(EXTRAIT)
---

La statue pour sa part fait l'objet de publications après la seconde guerre mondiale et est restaurée. Conservée un temps dans les locaux de l'université de Caen-Normandie, elle est transférée en 1983 au musée de Normandie dont elle constitue l’œuvre emblématique des collections antiques. Une copie de l’œuvre est par ailleurs déposée à l'office de tourisme de la commune.

Histoire

Histoire antique et médiévale

Carte de l'actuelle Normandie avec les territoires des cités et Saint-Aubin-sur-Mer
Le site de Saint-Aubin-sur-Mer dans l'actuelle Normandie au Haut-Empire romain. À 16 km au nord de Caen, il se situe dans le territoire de la cité des Baiocasses.

Le territoire de l'actuelle commune de Saint-Aubin-sur-Mer a livré des « découvertes fortuites »[C 1] d'artéfacts dont certains d'époque gallo-romaine depuis au moins la seconde moitié du XIXe siècle : monnaies, dont une datée de l'époque d'Auguste, bracelets, fragments de colliers de bronze, clé. Des fouilles sont réalisées dans le second quart du XIXe siècle à la suite de la fondation de la Société des antiquaires de Normandie par Arcisse de Caumont puis à la fin du même siècle, mais aucune par la suite. Des vestiges sont alors visibles non loin de la mer, dont des puits. En outre, une tradition situe un camp romain au lieu-dit Câtel[A 1]. L'appellation du site Camp romain est selon Eblé « tout à fait gratuite »[C 2].

Découvertes antérieures à l'époque romaine

Des artéfacts de l'époque paléolithique, néolithique et de l'âge du bronze ont été retrouvés, témoignant d'une occupation ancienne du site. Cependant, tous ces éléments ont été retrouvés hors de tout contexte stratigraphique[C 3].

---

(DONNÉES ÉTUDIÉES)
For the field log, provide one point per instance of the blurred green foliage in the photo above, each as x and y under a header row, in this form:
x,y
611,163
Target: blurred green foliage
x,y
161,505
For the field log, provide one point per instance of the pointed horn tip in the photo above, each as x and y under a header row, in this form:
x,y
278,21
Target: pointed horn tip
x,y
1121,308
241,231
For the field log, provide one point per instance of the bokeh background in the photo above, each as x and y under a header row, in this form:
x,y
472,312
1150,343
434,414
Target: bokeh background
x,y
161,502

---

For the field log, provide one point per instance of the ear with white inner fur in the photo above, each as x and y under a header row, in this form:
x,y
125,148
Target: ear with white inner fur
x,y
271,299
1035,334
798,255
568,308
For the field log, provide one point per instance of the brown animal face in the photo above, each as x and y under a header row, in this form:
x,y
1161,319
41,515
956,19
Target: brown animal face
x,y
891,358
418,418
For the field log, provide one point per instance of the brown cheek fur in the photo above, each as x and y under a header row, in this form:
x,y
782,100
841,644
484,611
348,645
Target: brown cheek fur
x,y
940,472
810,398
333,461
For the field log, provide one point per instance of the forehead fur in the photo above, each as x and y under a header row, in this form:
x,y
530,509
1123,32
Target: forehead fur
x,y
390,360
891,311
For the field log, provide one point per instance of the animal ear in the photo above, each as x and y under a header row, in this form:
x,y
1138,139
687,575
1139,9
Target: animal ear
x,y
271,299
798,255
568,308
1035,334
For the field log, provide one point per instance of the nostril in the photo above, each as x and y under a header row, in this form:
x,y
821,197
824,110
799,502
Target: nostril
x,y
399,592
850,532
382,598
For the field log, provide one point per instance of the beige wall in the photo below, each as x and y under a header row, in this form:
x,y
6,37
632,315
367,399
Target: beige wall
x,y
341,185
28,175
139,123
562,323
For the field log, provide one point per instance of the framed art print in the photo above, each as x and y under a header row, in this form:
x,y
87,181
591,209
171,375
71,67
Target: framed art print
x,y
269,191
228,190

---

(À FAIRE)
(a) D'après l'extrait sur Saint-Aubin-sur-Mer :
(i) En quelle année la statue est-elle transférée au musée de Normandie ?
(ii) À combien de kilomètres au nord de Caen se trouve le site ?
(iii) Dans quel lieu-dit une tradition situe-t-elle un camp romain ?
(b) Pouvez-vous traduire en anglais cette phrase de l'extrait sur Saint-Aubin-sur-Mer : « Des vestiges sont alors visibles non loin de la mer, dont des puits. » ?
(c) Pouvez-vous reprendre le texte sur les découvertes archéologiques de Saint-Aubin-sur-Mer et le poursuivre après sa dernière phrase ?
Les entrées n'ont aucun rôle à jouer ici.

(RÉSULTATS PAR TÂCHE)
(a)
(i) En 1983.
(ii) À 16 km.
(iii) Au lieu-dit Câtel.

(b) Remains were then visible not far from the sea, including wells.

(c)
Découvertes d'époque romaine

Eblé note la découverte d'une monnaie en argent de Jules César sur le site[C 2].

Le site a livré les vestiges d'un fanum, sanctuaire de tradition gauloise[B 1], qui est daté du IIe siècle par Eblé, et réoccupe selon le fouilleur le site d'un sanctuaire plus ancien sans toutefois qu'une datation plus précise puisse être proposée[C 4]. Le sanctuaire est peut-être relié à une villa romaine[B 1] à une époque indéfinie[A 2], et un complexe thermal est lié à cette villa[C 5]. La villa a réutilisé les vestiges du sanctuaire « après sa destruction »[A 3] - [C 6]. Après la destruction du premier sanctuaire, une chapelle est édifiée au IIIe siècle-IVe siècle. Une partie des rites religieux se déroulait hors des temples et n'ont pas laissé de « traces archéologiques »[H 1].

La villa rustica n'est pas antérieure à la fin du IIIe siècle[H 2] dans son premier état selon Eblé[C 6]. Le puits et la chapelle sont datables du début du IVe siècle[C 7]. D'après des monnaies de Constantin et de Valère, la villa connaît son second état et la forme d'édifice à galerie et à tours symétriques à la fin du IVe siècle : une tour est ajoutée, le bâtiment est allongé en utilisant les bases du péribole du temple. Le péristyle comportait des colonnes. La destruction de la statue est datée de ce stade par Eblé qui considère que les propriétaires étaient alors chrétiens et détruisirent l'espace qui servait de chapelle, le destinant à la cuisine[C 7]. Une troisième phase a été identifiée par le fouilleur, phase de construction négligée, avec un « mauvais mortier »[C 8].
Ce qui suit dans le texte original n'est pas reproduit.